*TASK DETAILS*. Can you locate every line in the items below that contains the string "hoof" and copy each one?

Rows from an object pointing dataset:
• • • • •
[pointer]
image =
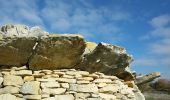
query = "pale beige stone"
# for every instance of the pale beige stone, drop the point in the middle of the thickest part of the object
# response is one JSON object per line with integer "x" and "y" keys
{"x": 100, "y": 85}
{"x": 28, "y": 78}
{"x": 111, "y": 88}
{"x": 45, "y": 96}
{"x": 77, "y": 72}
{"x": 21, "y": 72}
{"x": 1, "y": 80}
{"x": 68, "y": 76}
{"x": 50, "y": 98}
{"x": 19, "y": 68}
{"x": 65, "y": 80}
{"x": 82, "y": 95}
{"x": 92, "y": 88}
{"x": 55, "y": 75}
{"x": 83, "y": 82}
{"x": 32, "y": 97}
{"x": 50, "y": 84}
{"x": 64, "y": 97}
{"x": 107, "y": 96}
{"x": 53, "y": 91}
{"x": 86, "y": 78}
{"x": 9, "y": 89}
{"x": 19, "y": 95}
{"x": 65, "y": 85}
{"x": 59, "y": 73}
{"x": 49, "y": 52}
{"x": 32, "y": 87}
{"x": 102, "y": 81}
{"x": 13, "y": 80}
{"x": 97, "y": 99}
{"x": 7, "y": 97}
{"x": 46, "y": 80}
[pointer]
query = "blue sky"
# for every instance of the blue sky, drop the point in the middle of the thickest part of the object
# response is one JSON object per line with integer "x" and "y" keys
{"x": 141, "y": 26}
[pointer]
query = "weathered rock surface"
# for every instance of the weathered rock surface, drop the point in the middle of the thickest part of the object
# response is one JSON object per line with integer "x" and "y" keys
{"x": 32, "y": 87}
{"x": 57, "y": 51}
{"x": 79, "y": 85}
{"x": 147, "y": 78}
{"x": 108, "y": 59}
{"x": 7, "y": 97}
{"x": 12, "y": 80}
{"x": 99, "y": 71}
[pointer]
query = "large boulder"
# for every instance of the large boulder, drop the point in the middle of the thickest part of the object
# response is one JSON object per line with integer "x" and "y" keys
{"x": 108, "y": 59}
{"x": 17, "y": 43}
{"x": 57, "y": 51}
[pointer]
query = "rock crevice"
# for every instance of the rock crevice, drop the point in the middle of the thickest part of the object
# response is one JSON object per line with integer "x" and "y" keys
{"x": 58, "y": 66}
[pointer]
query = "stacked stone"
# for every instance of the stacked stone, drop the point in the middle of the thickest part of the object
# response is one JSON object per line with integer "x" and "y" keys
{"x": 19, "y": 83}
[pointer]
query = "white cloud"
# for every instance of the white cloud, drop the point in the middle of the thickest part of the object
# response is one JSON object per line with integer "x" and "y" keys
{"x": 159, "y": 46}
{"x": 20, "y": 11}
{"x": 160, "y": 21}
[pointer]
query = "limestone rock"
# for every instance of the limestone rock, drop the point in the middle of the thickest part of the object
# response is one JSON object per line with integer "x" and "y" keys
{"x": 65, "y": 80}
{"x": 92, "y": 88}
{"x": 64, "y": 97}
{"x": 32, "y": 87}
{"x": 22, "y": 72}
{"x": 50, "y": 84}
{"x": 29, "y": 78}
{"x": 1, "y": 80}
{"x": 65, "y": 85}
{"x": 7, "y": 97}
{"x": 147, "y": 78}
{"x": 9, "y": 89}
{"x": 106, "y": 58}
{"x": 102, "y": 81}
{"x": 90, "y": 46}
{"x": 32, "y": 97}
{"x": 50, "y": 98}
{"x": 50, "y": 51}
{"x": 107, "y": 96}
{"x": 82, "y": 95}
{"x": 110, "y": 89}
{"x": 12, "y": 80}
{"x": 53, "y": 91}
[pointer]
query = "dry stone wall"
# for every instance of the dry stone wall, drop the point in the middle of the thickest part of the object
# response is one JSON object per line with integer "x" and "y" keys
{"x": 62, "y": 66}
{"x": 19, "y": 83}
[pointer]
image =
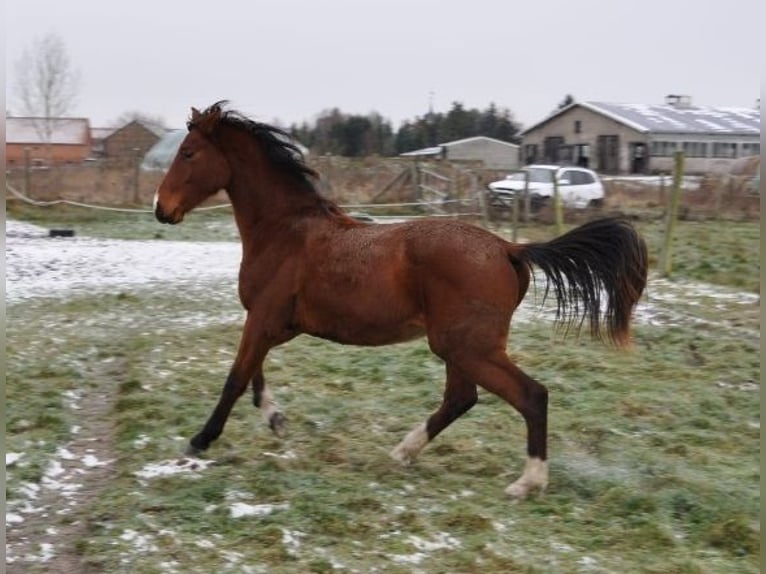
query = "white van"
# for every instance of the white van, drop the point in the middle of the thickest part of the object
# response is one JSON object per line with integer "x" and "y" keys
{"x": 579, "y": 187}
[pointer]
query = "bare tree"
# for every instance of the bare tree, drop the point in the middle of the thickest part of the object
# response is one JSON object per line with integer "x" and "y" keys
{"x": 46, "y": 84}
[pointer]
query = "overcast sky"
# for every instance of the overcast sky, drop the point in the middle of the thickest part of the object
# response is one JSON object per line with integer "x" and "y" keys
{"x": 286, "y": 61}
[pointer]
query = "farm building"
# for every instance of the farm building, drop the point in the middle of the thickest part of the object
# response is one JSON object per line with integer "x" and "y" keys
{"x": 128, "y": 142}
{"x": 41, "y": 141}
{"x": 494, "y": 153}
{"x": 619, "y": 138}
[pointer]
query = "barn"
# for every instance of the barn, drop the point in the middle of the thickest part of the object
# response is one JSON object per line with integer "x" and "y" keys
{"x": 617, "y": 138}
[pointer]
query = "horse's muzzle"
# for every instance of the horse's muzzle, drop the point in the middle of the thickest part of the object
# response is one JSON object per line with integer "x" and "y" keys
{"x": 161, "y": 216}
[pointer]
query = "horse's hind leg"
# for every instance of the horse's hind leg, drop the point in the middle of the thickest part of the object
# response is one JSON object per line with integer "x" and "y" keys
{"x": 500, "y": 376}
{"x": 263, "y": 399}
{"x": 459, "y": 396}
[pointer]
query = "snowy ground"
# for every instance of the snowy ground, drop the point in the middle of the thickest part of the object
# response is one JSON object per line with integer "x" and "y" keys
{"x": 39, "y": 266}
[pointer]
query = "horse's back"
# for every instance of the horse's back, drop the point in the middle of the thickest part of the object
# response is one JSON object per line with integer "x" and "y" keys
{"x": 377, "y": 284}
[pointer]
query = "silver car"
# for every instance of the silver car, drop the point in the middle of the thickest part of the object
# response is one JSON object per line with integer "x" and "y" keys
{"x": 579, "y": 187}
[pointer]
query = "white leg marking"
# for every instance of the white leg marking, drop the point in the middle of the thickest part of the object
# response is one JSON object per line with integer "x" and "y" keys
{"x": 268, "y": 406}
{"x": 535, "y": 476}
{"x": 407, "y": 450}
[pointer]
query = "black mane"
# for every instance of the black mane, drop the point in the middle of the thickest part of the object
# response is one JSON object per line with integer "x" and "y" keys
{"x": 276, "y": 142}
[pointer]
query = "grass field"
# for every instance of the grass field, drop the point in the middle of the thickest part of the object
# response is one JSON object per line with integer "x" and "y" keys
{"x": 655, "y": 453}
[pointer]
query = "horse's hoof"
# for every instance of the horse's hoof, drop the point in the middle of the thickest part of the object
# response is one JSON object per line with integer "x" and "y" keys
{"x": 192, "y": 450}
{"x": 278, "y": 424}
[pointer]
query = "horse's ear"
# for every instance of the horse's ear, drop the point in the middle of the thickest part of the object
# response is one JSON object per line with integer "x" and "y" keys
{"x": 206, "y": 122}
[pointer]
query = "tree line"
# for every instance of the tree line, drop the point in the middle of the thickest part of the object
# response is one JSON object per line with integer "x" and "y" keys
{"x": 352, "y": 135}
{"x": 47, "y": 87}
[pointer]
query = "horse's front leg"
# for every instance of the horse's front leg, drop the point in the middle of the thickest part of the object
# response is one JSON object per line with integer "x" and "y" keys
{"x": 263, "y": 399}
{"x": 252, "y": 350}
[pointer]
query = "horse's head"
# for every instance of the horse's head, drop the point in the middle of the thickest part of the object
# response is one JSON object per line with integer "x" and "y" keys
{"x": 198, "y": 171}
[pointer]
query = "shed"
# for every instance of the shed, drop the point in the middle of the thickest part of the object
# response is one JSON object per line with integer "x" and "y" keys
{"x": 619, "y": 138}
{"x": 131, "y": 141}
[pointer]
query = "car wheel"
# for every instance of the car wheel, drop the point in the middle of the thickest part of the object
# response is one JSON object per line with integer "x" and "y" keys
{"x": 596, "y": 203}
{"x": 537, "y": 202}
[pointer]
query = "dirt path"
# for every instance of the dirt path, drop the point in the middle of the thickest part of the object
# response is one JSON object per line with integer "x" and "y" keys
{"x": 54, "y": 517}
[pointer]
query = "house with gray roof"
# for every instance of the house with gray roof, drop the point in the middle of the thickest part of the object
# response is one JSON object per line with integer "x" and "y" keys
{"x": 618, "y": 138}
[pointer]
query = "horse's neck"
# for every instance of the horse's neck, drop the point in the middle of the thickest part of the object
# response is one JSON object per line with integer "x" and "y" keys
{"x": 272, "y": 204}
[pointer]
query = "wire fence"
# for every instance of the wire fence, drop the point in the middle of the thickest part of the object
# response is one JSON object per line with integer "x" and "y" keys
{"x": 365, "y": 206}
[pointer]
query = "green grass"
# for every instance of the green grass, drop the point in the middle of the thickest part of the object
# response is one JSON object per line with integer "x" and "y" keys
{"x": 654, "y": 453}
{"x": 720, "y": 252}
{"x": 654, "y": 463}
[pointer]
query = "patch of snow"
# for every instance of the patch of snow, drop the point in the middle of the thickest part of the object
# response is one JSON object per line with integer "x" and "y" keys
{"x": 440, "y": 541}
{"x": 64, "y": 453}
{"x": 91, "y": 461}
{"x": 287, "y": 455}
{"x": 141, "y": 542}
{"x": 292, "y": 540}
{"x": 141, "y": 441}
{"x": 12, "y": 458}
{"x": 241, "y": 509}
{"x": 39, "y": 266}
{"x": 47, "y": 551}
{"x": 173, "y": 467}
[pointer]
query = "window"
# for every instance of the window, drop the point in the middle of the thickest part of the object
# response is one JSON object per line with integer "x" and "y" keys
{"x": 530, "y": 153}
{"x": 728, "y": 150}
{"x": 662, "y": 149}
{"x": 751, "y": 149}
{"x": 695, "y": 149}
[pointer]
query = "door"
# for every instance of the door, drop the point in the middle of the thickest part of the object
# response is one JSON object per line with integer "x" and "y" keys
{"x": 608, "y": 153}
{"x": 638, "y": 163}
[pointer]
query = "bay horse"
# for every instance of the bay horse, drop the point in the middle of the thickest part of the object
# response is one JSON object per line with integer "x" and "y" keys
{"x": 308, "y": 267}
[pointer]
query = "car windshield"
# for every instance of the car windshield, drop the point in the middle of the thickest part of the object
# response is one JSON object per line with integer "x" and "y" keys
{"x": 540, "y": 175}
• • • • •
*RESPONSE TO THIS EXERCISE*.
query = "horse's hoof"
# for every instance of the horse's hoof, drop the point in the middle of the thickest part of the object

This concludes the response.